**EXERCISE DESCRIPTION:** Copy every line of the items below, requests included, and scale each coordinate in the answer points by 2.05, rounding to the nearest whole number with halves going up.

**DATA PROVIDED:**
┏━━

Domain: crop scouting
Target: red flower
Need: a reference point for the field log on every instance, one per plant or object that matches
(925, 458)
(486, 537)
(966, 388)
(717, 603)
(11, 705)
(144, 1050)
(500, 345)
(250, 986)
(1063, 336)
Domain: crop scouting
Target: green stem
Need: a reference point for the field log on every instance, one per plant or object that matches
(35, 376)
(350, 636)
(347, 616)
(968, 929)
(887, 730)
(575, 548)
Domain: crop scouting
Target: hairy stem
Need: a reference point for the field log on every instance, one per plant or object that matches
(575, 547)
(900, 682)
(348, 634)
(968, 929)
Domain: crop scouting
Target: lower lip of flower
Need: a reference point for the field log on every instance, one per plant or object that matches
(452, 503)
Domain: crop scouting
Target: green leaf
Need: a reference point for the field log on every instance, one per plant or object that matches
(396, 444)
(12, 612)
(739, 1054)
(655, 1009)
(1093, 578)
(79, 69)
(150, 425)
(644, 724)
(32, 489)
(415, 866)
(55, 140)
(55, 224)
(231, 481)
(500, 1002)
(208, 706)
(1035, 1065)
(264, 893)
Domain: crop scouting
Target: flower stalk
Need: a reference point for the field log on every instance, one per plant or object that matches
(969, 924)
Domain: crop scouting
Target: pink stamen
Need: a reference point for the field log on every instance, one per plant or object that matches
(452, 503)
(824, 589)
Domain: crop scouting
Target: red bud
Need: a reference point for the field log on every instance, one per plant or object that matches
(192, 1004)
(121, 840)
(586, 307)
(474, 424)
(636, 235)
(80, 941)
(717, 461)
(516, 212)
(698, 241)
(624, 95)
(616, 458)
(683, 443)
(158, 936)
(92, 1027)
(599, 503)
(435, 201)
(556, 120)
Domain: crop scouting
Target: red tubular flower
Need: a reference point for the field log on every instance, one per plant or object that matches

┗━━

**THE SOLUTION:**
Domain: crop scouting
Target: red flower
Need: a reference point for the field log on every instance, one per plant or object that matches
(1896, 939)
(996, 1101)
(1980, 795)
(1470, 1236)
(23, 1445)
(295, 2153)
(1025, 707)
(513, 2021)
(2179, 689)
Domain: crop scouting
Target: green stem
Need: a reference point for the field log on every instance, one per plant or object that matches
(72, 771)
(718, 1304)
(711, 1263)
(1984, 1904)
(1818, 1497)
(1179, 1123)
Domain: crop scouting
Target: hairy stem
Need: a reference point for the field log on every instance, one per plant or object that matches
(1179, 1121)
(1845, 1398)
(713, 1300)
(1984, 1904)
Domain: crop scouting
Target: lower lip of flower
Need: a reference point for the field log on every instance, one per plant or object that matches
(927, 1031)
Domain: crop scouting
Target: green leaf
Need: a reference point for the field log on every instance, one per plant or object that matches
(812, 910)
(25, 1255)
(1515, 2161)
(1343, 2068)
(2241, 1185)
(162, 141)
(308, 871)
(1320, 1484)
(66, 1002)
(851, 1775)
(113, 287)
(113, 459)
(474, 986)
(1025, 2054)
(426, 1447)
(2122, 2183)
(541, 1831)
Domain: crop scouting
Target: flower stalk
Need: a reference point for the field log on every instance, one per plant or object that matches
(1986, 1894)
Domain: crop scouting
Target: pink stamen
Need: a reference point for the field log on every instance, one per plant or object that matches
(927, 1031)
(1689, 1207)
Domain: crop scouting
Target: red bud
Need: a reference point for the field log on every instance, one per plant or object that matches
(394, 2058)
(248, 1722)
(1201, 629)
(972, 869)
(1304, 482)
(164, 1929)
(1470, 945)
(1058, 435)
(1431, 494)
(1279, 195)
(1263, 939)
(1400, 908)
(324, 1919)
(189, 2105)
(1228, 1031)
(892, 412)
(1140, 246)
Domain: crop scouting
Target: red tubular flower
Need: a reference point for the field log on every instance, one per plant or object that matches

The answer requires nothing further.